PROBLEM DESCRIPTION:
Your task is to print the material below exactly as presented.

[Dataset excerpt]

• • • •

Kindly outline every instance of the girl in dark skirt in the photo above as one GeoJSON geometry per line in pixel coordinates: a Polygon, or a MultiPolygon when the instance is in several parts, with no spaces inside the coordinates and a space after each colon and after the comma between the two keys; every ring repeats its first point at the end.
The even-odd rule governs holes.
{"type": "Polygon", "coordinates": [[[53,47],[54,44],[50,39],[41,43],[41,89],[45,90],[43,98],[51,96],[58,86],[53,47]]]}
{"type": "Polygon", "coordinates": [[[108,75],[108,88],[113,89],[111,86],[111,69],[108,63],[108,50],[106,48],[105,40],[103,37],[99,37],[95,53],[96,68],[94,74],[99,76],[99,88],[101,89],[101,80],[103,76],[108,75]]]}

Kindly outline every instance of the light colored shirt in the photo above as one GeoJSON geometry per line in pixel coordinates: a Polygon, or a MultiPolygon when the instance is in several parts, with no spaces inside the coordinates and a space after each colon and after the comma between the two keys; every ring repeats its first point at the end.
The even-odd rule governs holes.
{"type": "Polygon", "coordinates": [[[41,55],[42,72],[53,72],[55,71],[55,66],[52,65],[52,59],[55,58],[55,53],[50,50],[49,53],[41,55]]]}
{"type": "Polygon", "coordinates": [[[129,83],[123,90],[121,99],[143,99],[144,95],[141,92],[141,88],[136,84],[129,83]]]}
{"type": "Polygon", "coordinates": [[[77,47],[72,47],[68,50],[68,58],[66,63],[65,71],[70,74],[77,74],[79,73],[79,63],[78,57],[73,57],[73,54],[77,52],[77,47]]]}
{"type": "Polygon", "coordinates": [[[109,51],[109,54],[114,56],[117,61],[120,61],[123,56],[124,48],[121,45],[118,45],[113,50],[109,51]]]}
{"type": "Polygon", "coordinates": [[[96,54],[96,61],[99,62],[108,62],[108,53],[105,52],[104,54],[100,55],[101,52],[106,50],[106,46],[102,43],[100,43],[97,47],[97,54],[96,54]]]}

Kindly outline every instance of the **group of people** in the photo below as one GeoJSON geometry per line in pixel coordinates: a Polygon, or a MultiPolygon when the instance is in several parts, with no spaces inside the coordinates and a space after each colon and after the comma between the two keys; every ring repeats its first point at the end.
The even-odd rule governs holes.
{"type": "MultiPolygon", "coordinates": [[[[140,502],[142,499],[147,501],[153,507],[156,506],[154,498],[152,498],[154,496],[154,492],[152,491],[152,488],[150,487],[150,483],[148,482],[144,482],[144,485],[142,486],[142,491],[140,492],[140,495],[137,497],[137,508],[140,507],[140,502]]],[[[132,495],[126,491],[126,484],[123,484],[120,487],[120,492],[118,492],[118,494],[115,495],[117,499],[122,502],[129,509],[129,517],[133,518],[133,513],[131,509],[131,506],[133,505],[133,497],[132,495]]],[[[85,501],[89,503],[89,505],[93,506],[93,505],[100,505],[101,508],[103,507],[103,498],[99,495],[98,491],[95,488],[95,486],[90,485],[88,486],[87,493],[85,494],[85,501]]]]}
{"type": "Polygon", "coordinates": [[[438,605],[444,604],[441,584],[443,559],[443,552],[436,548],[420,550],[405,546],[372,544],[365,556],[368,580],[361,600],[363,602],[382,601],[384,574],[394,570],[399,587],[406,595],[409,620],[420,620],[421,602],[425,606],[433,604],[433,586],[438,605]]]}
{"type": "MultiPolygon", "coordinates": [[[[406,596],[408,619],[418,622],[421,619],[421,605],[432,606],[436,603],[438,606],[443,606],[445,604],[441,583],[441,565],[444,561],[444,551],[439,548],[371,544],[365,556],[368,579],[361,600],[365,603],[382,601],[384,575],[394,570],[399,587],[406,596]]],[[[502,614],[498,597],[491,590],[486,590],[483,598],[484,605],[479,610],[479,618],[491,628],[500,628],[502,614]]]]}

• • • •

ANSWER FOR THIS EXERCISE:
Kindly outline every instance of the girl in dark skirt in the photo above as one GeoJSON geometry per line in pixel coordinates: a Polygon, or a MultiPolygon when the instance is in several parts, with no spaces inside the coordinates and a space after each colon and after the comma between the two keys; every ring repeats its first point at the end.
The even-odd rule governs holes.
{"type": "Polygon", "coordinates": [[[53,47],[54,44],[50,39],[41,43],[41,89],[45,90],[43,98],[51,96],[58,86],[53,47]]]}
{"type": "Polygon", "coordinates": [[[108,75],[108,88],[113,89],[111,86],[111,69],[108,63],[108,50],[106,48],[105,40],[103,37],[99,37],[95,53],[96,68],[94,74],[99,76],[99,88],[101,89],[101,80],[103,76],[108,75]]]}

Kindly outline every instance of the light colored shirt in the photo above as one GeoJSON geometry per line in pixel coordinates: a Polygon, or a MultiPolygon when the instance is in several parts, with no spaces inside the coordinates and a space after each colon and after the comma between the two keys; every ring repeats its first point at the end.
The even-odd rule governs holes.
{"type": "Polygon", "coordinates": [[[41,55],[42,72],[53,72],[55,71],[55,66],[52,65],[52,59],[55,58],[55,53],[50,50],[49,53],[41,55]]]}
{"type": "Polygon", "coordinates": [[[129,83],[123,90],[121,99],[143,99],[144,95],[141,92],[141,88],[136,84],[129,83]]]}
{"type": "Polygon", "coordinates": [[[77,47],[72,47],[68,50],[68,58],[66,63],[65,71],[70,74],[77,74],[79,73],[79,63],[78,57],[73,57],[73,54],[77,52],[77,47]]]}
{"type": "Polygon", "coordinates": [[[109,51],[109,54],[114,56],[117,61],[120,61],[123,56],[124,48],[121,45],[118,45],[113,50],[109,51]]]}
{"type": "Polygon", "coordinates": [[[96,54],[96,61],[99,62],[108,62],[108,53],[105,52],[104,54],[100,55],[101,52],[106,50],[106,46],[102,43],[100,43],[97,47],[97,54],[96,54]]]}

Kindly outline every instance of the **group of people** in the photo below as one GeoJSON geometry per line in pixel coordinates: a Polygon, or a MultiPolygon when the instance is in several parts, with no spaces inside the coordinates and a space after each colon and after the comma between the two keys; every ring repeats its first point at the end.
The even-odd rule governs holes.
{"type": "MultiPolygon", "coordinates": [[[[140,502],[142,499],[147,501],[153,507],[156,506],[154,498],[152,498],[154,496],[154,492],[152,491],[152,488],[150,487],[150,483],[148,482],[144,482],[144,485],[142,486],[142,491],[140,492],[140,495],[137,497],[137,508],[140,507],[140,502]]],[[[132,495],[126,491],[126,484],[123,484],[120,487],[120,492],[118,492],[118,494],[115,495],[117,499],[122,502],[129,509],[129,517],[133,518],[133,513],[131,509],[131,506],[133,505],[133,497],[132,495]]],[[[85,501],[89,503],[89,505],[93,506],[93,505],[100,505],[101,508],[103,507],[103,498],[99,495],[98,491],[95,488],[95,486],[90,485],[88,486],[87,493],[85,494],[85,501]]]]}
{"type": "Polygon", "coordinates": [[[438,605],[444,604],[441,584],[443,559],[443,552],[436,548],[420,550],[405,546],[372,544],[365,556],[368,580],[361,600],[363,602],[382,601],[384,574],[394,570],[399,587],[406,595],[409,620],[420,620],[421,602],[425,606],[433,604],[433,586],[438,605]]]}
{"type": "MultiPolygon", "coordinates": [[[[406,596],[408,619],[418,622],[421,619],[421,605],[432,606],[436,603],[438,606],[443,606],[445,604],[441,583],[441,565],[444,561],[444,551],[439,548],[371,544],[365,556],[368,579],[361,600],[365,603],[382,601],[384,575],[394,570],[399,587],[406,596]]],[[[502,614],[498,597],[491,590],[486,590],[483,598],[484,605],[479,610],[479,618],[491,628],[500,628],[502,614]]]]}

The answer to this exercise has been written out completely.